======== Selection

Last week, ethnomusicologist Ho Chak Law successfully defended his dissertation, entitled “Cinematizing Chinese Opera, Performing Chinese Identities, 1945-1971” (abstract below), before a crowd of distinguished guests. Congratulations, Ho Chak! We’re proud of you, but sorry to have you leave us!
Abstract
On stage and on film, Chinese opera persisted in being an important means of articulating Chinese identities during the mid twentieth century, a turbulent period in modern Chinese history. In this light, this dissertation investigates how Chinese opera on film illuminated the moments when cinematic technology deterritorialized the circulation of cultural and musical meanings within and beyond traditional contexts. I argue that in similar temporalities but under disparate political regimes, Chinese people in Mainland China, Taiwan, Hong Kong, and Southeast Asia deployed Chinese opera to cinematize Chineseness.

================

> [Written tasks]:
• A. According to the dissertation announcement, what is the title of Ho Chak Law's dissertation?
• B. Name every place the dissertation announcement lists where Chinese people deployed Chinese opera to cinematize Chineseness.
• C. Extend the Chinese opera dissertation abstract onward from its final sentence.

======== Given information

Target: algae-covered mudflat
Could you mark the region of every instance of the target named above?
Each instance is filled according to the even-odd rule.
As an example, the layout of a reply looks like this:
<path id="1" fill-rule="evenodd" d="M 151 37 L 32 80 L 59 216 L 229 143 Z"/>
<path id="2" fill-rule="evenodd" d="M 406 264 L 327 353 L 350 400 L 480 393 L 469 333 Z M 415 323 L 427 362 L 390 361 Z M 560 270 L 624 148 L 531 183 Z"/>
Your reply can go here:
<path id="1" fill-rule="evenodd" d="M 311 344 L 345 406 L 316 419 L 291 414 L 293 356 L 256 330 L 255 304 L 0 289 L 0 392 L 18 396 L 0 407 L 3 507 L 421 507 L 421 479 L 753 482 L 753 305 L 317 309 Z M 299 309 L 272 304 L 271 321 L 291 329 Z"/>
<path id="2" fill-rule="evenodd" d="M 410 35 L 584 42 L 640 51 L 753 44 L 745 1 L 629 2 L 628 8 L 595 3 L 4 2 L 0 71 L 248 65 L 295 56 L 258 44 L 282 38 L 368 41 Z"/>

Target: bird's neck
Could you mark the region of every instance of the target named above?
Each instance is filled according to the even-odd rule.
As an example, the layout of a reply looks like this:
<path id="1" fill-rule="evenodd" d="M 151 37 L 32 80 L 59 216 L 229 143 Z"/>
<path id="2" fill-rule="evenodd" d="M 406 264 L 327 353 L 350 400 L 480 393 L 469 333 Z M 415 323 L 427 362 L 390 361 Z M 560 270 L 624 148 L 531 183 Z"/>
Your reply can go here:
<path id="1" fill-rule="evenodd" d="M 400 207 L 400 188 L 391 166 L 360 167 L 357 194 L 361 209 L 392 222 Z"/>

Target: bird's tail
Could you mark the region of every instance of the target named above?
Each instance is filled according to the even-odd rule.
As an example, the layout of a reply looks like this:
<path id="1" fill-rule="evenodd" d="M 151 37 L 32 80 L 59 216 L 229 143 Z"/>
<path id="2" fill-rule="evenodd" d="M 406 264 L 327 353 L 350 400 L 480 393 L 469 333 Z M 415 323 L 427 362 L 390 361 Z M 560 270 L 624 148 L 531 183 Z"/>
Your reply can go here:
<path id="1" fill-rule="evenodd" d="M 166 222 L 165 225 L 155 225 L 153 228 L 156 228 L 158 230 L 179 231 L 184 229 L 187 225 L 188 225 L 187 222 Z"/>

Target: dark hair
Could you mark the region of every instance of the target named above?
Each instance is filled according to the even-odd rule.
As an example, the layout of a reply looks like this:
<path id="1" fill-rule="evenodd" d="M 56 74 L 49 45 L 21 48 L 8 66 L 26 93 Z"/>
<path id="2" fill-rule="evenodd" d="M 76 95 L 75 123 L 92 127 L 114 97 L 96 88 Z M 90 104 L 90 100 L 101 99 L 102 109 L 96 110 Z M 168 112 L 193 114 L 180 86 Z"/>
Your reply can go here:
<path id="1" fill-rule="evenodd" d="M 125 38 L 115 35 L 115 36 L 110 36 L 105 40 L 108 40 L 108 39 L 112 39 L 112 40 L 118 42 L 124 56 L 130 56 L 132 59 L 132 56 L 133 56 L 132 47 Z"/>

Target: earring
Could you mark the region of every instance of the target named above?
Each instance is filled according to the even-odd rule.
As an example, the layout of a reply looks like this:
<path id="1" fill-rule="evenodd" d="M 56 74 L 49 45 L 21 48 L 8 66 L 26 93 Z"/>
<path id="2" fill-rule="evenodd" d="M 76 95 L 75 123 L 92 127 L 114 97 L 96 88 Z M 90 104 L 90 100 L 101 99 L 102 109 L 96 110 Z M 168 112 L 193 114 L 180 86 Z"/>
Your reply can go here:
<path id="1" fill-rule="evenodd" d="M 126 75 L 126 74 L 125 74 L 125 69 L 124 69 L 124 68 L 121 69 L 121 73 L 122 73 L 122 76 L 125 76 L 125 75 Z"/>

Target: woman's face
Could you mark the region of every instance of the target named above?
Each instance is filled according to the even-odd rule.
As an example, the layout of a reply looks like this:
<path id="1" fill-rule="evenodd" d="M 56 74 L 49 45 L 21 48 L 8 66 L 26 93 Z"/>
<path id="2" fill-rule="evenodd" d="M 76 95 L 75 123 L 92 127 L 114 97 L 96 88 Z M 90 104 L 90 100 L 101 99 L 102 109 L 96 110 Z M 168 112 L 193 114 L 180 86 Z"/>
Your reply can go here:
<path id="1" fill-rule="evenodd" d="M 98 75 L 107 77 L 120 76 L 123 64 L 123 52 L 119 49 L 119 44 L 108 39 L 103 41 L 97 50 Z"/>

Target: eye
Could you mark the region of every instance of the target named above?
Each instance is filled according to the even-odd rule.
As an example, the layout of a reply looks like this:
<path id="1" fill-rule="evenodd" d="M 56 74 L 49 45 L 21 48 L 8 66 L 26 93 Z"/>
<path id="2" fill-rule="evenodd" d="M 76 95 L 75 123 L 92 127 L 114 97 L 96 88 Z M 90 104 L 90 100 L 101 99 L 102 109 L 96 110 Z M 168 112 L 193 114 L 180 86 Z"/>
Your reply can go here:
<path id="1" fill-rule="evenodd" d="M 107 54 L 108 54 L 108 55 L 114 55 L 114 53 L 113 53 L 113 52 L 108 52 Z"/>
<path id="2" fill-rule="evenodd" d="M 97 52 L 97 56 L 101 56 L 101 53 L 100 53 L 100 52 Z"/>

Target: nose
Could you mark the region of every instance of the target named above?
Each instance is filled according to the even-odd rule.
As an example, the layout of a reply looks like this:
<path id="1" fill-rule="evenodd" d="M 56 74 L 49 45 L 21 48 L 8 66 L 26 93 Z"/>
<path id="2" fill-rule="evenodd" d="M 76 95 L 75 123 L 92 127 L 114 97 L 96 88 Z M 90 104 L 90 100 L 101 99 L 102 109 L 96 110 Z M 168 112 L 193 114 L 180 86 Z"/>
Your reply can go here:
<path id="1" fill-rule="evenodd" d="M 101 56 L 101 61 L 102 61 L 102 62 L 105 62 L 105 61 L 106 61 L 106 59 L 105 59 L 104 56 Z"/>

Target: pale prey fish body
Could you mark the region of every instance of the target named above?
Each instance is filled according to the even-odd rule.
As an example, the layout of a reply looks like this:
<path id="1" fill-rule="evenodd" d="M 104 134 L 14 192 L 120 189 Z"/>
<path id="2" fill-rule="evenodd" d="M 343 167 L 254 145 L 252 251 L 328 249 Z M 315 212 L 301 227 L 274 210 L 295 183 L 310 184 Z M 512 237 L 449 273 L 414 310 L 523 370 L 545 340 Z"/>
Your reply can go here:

================

> [Answers to each task]:
• A. "Cinematizing Chinese Opera, Performing Chinese Identities, 1945-1971"

• B. Mainland China, Taiwan, Hong Kong, and Southeast Asia

• C.
My investigation consists of three parts. In part one, I first reveal that in the existing scholarly literature on Chinese cinema, there are notable tendencies to conceive of Chinese opera as the national essence. I then give nuance to such tendencies by illustrating Chinese opera as an evolving system of key symbols that, despite being mediated by cinematic technology, retained various longstanding discourses and practices for the construction and renewal of national subjectivities among Chinese people. I highlight how Chinese opera was entangled in Chinese cinema’s critical and ontological discourses as a performing art and a cultural form. In part two, I demonstrate how The Butterfly Lovers migrated from stage to cinema and became Liang Shanbo and Zhu Yingtai (1953) and The Love Eterne (1963), such that a Chinese traditional story par excellence was subject to both hegemonic and counter-hegemonic articulations of Chineseness, without losing touch with Chinese opera’s representational idiom and performance conventions. In part three, I use The Sorrowful Lute (1957) to exemplify how, as cultural critique, film remaking could prompt Chinese people to use their social and experiential knowledge of Chinese opera to negotiate the Chinese self against the Western other. Overall, I posit that Chinese opera on film manifested the evolvement of Chinese nationalism from a top-down ideological construct masterminded by politicians and intellectuals, into a strongly contested undertaking of identity formation that involved members of all social strata.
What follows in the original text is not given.